_Source records_:

--- begin ---

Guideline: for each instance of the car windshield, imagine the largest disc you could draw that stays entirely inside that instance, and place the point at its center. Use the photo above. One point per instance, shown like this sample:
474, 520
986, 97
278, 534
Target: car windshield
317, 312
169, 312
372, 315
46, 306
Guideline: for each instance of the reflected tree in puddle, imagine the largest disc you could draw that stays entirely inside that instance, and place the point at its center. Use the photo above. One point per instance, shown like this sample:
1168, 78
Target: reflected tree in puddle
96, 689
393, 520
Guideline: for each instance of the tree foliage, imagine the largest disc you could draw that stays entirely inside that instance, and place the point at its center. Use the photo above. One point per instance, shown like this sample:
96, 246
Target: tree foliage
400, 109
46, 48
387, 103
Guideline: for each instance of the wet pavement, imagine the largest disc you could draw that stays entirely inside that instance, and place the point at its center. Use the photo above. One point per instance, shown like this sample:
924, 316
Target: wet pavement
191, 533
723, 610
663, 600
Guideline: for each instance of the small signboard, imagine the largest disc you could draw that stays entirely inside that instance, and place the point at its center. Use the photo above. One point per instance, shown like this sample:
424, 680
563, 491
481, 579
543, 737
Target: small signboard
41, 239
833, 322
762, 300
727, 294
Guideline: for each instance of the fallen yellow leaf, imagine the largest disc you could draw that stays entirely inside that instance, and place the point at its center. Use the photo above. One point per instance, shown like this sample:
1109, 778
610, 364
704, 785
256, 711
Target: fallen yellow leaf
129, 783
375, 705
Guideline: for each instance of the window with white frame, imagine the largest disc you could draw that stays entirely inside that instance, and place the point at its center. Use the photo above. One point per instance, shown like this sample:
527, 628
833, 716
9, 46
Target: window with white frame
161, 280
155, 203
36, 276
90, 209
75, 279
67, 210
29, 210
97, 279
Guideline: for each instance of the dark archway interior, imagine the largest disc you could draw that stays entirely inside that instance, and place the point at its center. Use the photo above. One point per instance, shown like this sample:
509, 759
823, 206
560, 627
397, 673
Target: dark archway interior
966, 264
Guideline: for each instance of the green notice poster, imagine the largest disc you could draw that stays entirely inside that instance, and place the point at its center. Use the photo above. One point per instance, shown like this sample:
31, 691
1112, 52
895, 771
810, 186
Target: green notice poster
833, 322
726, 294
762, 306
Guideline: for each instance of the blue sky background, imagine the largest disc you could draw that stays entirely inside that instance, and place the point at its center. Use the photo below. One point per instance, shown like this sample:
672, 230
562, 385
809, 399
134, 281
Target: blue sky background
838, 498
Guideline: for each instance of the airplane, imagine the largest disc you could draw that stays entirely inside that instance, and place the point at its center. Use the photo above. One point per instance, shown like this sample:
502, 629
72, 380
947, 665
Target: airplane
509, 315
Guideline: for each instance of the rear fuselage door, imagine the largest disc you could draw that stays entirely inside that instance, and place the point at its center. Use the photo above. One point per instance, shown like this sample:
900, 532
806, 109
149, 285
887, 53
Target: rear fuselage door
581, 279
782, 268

--- end ---

_Aim of the task_:
Reproduce everything from the line containing "Guideline: for each instance of the rear" down to the end of the records above, requests included. Multiply every point coordinate in the answers by 1.1 and round to whole numbers, with halves rounded up, but leave the numbers in the requests and their format samples unchanged.

_Task response_:
Guideline: for each instance of the rear fuselage door, imagine the largest disc you could draw that stays entirely inside that instance, and place the point at its center. Use the photo above. One point per instance, shown like this sample:
900, 532
806, 109
149, 285
887, 53
Target: rear fuselage door
639, 307
860, 295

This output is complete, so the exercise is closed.